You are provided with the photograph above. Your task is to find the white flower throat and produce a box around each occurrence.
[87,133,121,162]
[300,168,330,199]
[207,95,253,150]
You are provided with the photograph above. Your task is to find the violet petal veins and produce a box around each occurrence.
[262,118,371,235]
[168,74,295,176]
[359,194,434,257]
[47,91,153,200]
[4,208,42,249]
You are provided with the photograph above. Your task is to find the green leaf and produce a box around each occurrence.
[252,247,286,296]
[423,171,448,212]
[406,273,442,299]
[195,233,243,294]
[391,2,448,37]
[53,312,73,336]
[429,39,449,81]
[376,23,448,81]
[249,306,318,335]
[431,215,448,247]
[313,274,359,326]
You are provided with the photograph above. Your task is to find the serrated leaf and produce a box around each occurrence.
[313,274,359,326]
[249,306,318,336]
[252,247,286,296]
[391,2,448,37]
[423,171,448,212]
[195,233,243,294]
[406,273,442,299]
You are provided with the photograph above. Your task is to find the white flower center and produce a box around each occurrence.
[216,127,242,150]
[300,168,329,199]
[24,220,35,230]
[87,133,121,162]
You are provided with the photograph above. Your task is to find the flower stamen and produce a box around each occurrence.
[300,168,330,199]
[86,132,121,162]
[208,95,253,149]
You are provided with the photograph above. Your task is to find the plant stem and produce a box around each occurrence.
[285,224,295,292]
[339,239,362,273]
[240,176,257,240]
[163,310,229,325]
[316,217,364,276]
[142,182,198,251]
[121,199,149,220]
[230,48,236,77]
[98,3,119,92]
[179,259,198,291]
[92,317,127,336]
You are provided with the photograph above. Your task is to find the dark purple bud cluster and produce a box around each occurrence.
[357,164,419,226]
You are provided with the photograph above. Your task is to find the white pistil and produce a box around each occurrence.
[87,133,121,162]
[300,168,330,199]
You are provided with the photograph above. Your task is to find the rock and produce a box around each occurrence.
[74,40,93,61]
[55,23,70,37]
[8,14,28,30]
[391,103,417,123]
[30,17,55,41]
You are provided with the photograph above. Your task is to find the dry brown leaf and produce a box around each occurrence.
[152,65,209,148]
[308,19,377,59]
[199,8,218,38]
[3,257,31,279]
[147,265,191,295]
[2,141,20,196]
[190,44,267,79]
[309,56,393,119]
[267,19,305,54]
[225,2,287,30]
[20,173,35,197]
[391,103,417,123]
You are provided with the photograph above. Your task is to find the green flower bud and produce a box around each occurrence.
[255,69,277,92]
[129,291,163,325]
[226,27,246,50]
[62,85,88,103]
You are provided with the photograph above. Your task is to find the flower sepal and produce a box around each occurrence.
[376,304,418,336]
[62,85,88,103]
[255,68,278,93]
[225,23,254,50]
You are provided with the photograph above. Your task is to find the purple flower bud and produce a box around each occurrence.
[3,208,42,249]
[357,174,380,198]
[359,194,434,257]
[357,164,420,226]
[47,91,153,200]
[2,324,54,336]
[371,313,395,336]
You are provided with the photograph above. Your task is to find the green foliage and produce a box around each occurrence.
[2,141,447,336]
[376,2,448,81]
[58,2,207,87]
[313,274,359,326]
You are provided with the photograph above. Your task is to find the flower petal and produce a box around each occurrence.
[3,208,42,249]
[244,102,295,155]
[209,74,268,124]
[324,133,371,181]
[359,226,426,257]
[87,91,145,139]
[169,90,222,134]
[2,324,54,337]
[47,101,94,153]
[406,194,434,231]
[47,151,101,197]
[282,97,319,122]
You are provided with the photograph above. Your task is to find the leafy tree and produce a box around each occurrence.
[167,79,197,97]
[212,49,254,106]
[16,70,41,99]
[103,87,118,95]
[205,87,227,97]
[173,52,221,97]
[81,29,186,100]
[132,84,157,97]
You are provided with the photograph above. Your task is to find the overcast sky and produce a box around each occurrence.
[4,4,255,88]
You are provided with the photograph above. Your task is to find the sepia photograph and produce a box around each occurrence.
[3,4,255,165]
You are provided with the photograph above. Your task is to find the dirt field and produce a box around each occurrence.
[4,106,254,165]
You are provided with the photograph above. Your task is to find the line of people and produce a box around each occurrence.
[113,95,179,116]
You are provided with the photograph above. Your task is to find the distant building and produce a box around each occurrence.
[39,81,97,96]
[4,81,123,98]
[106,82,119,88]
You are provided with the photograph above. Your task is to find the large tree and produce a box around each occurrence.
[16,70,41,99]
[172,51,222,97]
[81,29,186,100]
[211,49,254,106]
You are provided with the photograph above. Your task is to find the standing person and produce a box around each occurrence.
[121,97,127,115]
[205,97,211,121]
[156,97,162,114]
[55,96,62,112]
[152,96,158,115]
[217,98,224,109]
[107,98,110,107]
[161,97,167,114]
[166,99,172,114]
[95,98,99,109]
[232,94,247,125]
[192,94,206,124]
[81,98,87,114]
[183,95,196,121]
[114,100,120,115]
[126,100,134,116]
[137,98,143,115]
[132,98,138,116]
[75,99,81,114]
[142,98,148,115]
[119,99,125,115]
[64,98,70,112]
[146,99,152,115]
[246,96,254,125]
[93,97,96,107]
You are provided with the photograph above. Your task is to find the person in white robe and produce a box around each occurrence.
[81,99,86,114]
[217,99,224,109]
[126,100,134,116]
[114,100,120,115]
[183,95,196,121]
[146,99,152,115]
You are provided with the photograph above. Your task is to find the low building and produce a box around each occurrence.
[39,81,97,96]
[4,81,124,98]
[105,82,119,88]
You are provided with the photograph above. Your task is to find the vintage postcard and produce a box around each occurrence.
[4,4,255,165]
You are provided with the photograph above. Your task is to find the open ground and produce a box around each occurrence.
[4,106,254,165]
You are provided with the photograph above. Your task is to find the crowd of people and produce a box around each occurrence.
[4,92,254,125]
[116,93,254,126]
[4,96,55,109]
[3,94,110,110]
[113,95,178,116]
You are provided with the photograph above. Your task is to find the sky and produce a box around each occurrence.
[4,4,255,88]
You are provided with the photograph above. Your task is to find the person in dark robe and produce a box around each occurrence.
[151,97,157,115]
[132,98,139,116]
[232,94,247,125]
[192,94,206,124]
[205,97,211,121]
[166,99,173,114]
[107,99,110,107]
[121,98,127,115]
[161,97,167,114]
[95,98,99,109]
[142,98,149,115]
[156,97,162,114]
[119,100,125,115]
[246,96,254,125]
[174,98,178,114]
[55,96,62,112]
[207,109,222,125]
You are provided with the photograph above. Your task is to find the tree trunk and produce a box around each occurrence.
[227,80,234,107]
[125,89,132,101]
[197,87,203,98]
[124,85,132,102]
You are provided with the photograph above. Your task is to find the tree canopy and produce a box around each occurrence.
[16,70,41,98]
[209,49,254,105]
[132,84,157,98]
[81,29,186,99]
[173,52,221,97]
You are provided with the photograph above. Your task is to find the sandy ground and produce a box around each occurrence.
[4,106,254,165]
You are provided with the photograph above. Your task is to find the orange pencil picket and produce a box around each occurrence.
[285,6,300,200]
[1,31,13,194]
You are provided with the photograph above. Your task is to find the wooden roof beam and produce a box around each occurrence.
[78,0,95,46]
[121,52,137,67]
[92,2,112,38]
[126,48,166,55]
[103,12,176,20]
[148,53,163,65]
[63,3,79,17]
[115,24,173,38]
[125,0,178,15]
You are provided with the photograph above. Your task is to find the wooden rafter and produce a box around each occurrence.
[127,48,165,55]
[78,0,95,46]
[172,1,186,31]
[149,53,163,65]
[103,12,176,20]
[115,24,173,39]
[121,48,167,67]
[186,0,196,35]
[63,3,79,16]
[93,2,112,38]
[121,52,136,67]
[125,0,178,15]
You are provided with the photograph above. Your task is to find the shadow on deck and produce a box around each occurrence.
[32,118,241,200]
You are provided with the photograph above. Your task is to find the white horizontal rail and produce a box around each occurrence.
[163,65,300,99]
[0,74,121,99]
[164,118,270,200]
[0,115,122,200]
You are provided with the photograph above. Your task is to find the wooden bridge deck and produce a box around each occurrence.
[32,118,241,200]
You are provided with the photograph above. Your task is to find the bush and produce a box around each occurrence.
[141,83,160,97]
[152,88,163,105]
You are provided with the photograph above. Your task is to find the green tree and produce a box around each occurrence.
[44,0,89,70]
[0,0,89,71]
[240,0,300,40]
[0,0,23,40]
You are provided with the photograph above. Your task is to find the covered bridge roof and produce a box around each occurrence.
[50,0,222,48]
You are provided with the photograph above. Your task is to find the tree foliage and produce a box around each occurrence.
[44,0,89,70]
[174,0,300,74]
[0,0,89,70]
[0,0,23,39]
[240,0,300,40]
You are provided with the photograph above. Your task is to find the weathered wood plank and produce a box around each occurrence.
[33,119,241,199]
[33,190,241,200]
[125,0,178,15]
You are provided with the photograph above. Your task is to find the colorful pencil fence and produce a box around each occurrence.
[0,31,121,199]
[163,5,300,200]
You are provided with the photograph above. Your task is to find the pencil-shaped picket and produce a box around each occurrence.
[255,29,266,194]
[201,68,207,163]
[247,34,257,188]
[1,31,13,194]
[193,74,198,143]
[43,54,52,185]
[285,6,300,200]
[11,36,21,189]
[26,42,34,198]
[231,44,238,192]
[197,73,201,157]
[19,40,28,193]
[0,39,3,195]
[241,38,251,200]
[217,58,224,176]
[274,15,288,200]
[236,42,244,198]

Work to complete
Go back to the data above and please quote exactly, and only, the lines from the line with "find the pencil-shaped" through its last line.

Exercise answer
You are provided with the photograph above. Your task is to find the pencil-shaped picket and produce a box around each occurrence.
[255,29,266,194]
[201,68,207,163]
[247,34,257,188]
[1,31,13,194]
[193,74,198,143]
[43,54,52,185]
[285,6,300,200]
[11,36,21,189]
[26,42,34,198]
[231,44,238,192]
[197,73,201,157]
[19,40,28,193]
[0,39,3,195]
[241,38,251,200]
[217,58,224,176]
[274,15,288,200]
[236,42,244,198]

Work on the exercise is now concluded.